▶ DIRECTIONS FOR THIS TASK
Update the records below so that "thickest part" becomes "widest part" wherever it occurs, leaving everything else unchanged. Omit the pictures from your answer.

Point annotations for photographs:
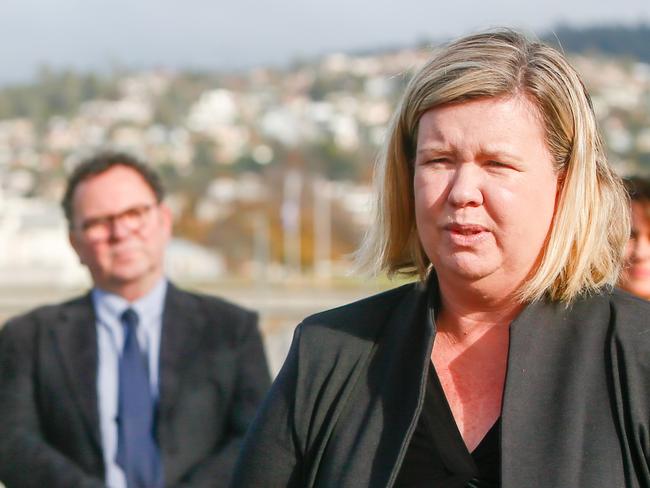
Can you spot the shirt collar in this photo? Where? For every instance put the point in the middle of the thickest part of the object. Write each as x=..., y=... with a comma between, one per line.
x=109, y=306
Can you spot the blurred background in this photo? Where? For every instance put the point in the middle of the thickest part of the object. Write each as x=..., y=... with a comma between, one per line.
x=264, y=119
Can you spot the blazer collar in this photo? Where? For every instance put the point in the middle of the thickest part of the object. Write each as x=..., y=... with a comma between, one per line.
x=182, y=324
x=75, y=336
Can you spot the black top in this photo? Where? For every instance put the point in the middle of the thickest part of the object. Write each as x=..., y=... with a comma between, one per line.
x=437, y=456
x=575, y=402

▶ RESPONSE
Can you spot the shirt collar in this photo? Where? For every instance put the point in the middle of the widest part of the object. Write each as x=..., y=... with a comma between, one per line.
x=109, y=306
Can you spot the blurred background in this photo? Where? For every instance put the point in the middle of the widest part of the object. Write each as x=..., y=... with a comma between, one per line.
x=264, y=119
Can you spot the blazer collar in this photo? Where? For every instance put the point in the middle of the widest part of the object. Write each as x=..., y=... with a comma between, one per line.
x=182, y=324
x=75, y=336
Can you spot the black top in this photo? Where? For every instance put the point in the middle of the widest part of the object. Write each as x=..., y=... with a comma between, one per line.
x=437, y=456
x=575, y=402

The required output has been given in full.